Print every line of the following material word for word, keeping its original order.
--- --- ---
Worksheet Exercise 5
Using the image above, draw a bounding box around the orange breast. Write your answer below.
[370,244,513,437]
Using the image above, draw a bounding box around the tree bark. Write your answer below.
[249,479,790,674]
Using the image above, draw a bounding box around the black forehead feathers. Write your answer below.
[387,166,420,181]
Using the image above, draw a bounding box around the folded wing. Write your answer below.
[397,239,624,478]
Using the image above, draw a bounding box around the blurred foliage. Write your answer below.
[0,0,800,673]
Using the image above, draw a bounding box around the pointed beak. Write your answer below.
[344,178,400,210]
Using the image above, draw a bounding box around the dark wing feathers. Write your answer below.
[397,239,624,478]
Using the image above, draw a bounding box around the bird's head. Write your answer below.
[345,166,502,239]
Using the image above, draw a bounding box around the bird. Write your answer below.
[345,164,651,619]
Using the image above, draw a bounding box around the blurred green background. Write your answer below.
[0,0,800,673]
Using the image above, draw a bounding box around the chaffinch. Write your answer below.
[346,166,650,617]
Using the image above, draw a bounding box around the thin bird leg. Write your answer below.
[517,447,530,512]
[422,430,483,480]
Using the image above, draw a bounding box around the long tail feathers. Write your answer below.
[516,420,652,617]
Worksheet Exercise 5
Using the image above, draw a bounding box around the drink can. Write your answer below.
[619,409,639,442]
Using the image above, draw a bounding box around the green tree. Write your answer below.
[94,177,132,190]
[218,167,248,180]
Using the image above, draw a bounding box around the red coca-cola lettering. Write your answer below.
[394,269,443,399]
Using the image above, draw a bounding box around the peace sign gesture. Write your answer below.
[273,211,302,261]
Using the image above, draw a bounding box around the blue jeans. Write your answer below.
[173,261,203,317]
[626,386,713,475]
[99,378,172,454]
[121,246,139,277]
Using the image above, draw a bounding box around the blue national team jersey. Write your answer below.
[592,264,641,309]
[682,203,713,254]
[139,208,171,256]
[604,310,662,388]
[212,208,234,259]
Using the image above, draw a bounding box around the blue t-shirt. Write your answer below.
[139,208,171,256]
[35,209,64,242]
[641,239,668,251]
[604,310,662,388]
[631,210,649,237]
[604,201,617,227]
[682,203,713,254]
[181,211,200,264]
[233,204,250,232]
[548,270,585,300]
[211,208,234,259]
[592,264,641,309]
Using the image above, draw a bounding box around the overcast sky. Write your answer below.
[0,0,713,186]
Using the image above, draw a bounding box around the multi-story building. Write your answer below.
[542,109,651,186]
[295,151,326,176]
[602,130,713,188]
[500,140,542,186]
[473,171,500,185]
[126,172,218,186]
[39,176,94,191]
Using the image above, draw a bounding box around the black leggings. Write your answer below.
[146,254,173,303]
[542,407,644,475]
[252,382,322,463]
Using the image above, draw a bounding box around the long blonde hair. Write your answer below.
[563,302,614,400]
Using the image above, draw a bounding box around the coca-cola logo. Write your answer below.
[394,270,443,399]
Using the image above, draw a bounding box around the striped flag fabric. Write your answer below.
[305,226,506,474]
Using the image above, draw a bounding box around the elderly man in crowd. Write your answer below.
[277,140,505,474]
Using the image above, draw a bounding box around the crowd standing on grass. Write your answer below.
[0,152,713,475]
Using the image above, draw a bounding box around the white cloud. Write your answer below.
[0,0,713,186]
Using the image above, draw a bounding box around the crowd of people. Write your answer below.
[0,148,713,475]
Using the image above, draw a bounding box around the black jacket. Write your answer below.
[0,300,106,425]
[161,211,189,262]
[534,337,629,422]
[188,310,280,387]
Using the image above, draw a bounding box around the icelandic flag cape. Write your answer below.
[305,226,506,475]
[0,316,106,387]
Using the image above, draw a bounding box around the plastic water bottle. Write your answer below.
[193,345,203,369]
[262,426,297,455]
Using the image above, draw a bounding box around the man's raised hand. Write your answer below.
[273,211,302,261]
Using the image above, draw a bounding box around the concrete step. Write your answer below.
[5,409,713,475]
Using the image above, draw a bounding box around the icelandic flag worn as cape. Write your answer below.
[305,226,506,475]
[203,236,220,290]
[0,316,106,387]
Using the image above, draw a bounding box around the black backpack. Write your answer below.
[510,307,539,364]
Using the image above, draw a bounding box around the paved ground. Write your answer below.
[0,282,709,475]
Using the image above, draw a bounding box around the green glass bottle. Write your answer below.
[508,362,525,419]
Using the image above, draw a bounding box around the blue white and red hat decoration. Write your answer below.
--- --- ---
Result of this exercise
Worksheet Exercise 5
Using the image above, draw a bounding box around the orange breast. Write your answer below.
[370,244,513,437]
Using the image above, draw a bounding box around the tree bark. Write your answer below.
[249,479,790,674]
Using the image above, draw a bounding box around the black forehead feathers. Write your answer below.
[387,166,420,181]
Using the image above, draw a bounding box around the folded wing. Write your answer below.
[397,239,624,478]
Using the image above, draw a bounding box around the blurred foliage. Write your answer below.
[0,0,800,673]
Using the image above, draw a bounding box around the pointed beak. Write your answer below.
[344,178,400,210]
Using the image above, draw a bounding box around the dark wing feathers. Write your answer below.
[397,239,624,478]
Using the image above, draw a bounding box around the bird's head. Write your answer below.
[345,166,502,239]
Using the image above, draw a bounding box around the bird. Write your answer below.
[345,164,651,619]
Using the image above, draw a bounding box around the blurred green background. Write your answer below.
[0,0,800,673]
Using the image above, draw a bounding box around the chaffinch. Write your answer below.
[346,166,650,617]
Using the image above, draw a bounding box around the thin bird leg. Write your answer below.
[517,447,530,512]
[422,430,483,480]
Using the image above, draw a bounding box around the long tail feathers. Write your answer below.
[516,420,652,617]
Worksheet Exercise 5
Using the image above, draw a bounding box around the drink can. Write your answer below.
[619,409,639,442]
Using the image above, draw a bounding box around the green tree. Write your answer below.
[94,177,132,190]
[218,167,248,180]
Using the image above, draw a bounding box around the red coca-cola lettering. Write your answer below.
[394,269,443,399]
Using the image above, draw a bounding box around the peace sign gesture. Write your answer below.
[273,211,302,261]
Using the image above, draw a bounding box around the blue jeans. Write your answer below.
[173,261,203,317]
[626,386,713,475]
[99,378,172,454]
[121,246,139,277]
Using the image above, draw a bounding box around the blue national team jersey. Write your answer below.
[592,264,641,309]
[682,203,713,254]
[139,208,171,256]
[604,310,662,388]
[212,208,234,259]
Using the image above, draw a bounding box around the blue t-shirt. Write your answer below.
[139,208,171,256]
[35,209,64,242]
[641,239,668,251]
[604,310,662,388]
[631,210,649,237]
[604,201,617,227]
[682,203,713,254]
[181,211,200,264]
[233,204,250,232]
[548,270,585,300]
[211,208,234,259]
[592,264,641,309]
Using the image above, draw a bounding box around the overcast sky. Write your answer below.
[0,0,713,186]
Using the image above, draw a bounding box around the multi-story building. Write your answer below.
[542,109,651,186]
[295,151,326,176]
[602,130,713,188]
[500,140,542,186]
[473,171,500,185]
[126,172,218,186]
[39,176,94,191]
Using the image above, draw a bounding box around the black leggings. Write your answer below.
[146,254,173,303]
[542,407,644,475]
[252,382,322,463]
Using the image above, draw a bounding box around the long blonde hair. Write your answer below.
[563,302,614,400]
Using the image above, draw a bounding box around the coca-cola logo. Write your answer below.
[394,270,443,399]
Using the image above, draw a bounding box around the striped flag fabric. Write your answer below.
[305,226,506,474]
Using the image above, draw a bounding box around the elderly man in crowd. Write your answer below.
[277,140,505,474]
Using the image above, draw a bounding box around the crowd standing on grass. Write your answer below.
[0,152,713,475]
Using the image above, draw a bounding box around the white cloud. Write your answer below.
[0,0,713,186]
Using the image above, draw a bounding box around the crowd of people. Write your answer below.
[0,148,713,475]
Using the image above, draw a bounding box around the black jacket. Write your answer below.
[0,300,106,425]
[161,211,189,262]
[534,337,629,422]
[188,310,280,387]
Using the image above, draw a bounding box around the icelandic flag cape. Write your answer below.
[305,226,506,475]
[0,316,106,387]
Using the image above, draw a bounding box around the plastic water bottle. Write your answer below.
[193,345,203,369]
[262,426,297,455]
Using the image above, draw a bounding box around the man's raised hand. Write your answer below.
[273,211,302,261]
Using the image above, draw a bounding box around the concrete step. Write your answer below.
[5,409,713,475]
Using the image above, draw a bounding box around the icelandic flag worn as cape. Write your answer below.
[305,226,506,475]
[203,236,220,290]
[0,316,106,387]
Using the image above, draw a bounding box around the black backpack. Write your answer below.
[510,307,539,364]
Using the image above, draw a bounding box around the paved ground. Write your answer below.
[0,282,709,475]
Using the image above, draw a bounding box around the green glass bottle. Write your answer below.
[508,362,525,419]
Using the image above, draw a bounding box around the blue white and red hat decoration. Write your answer below.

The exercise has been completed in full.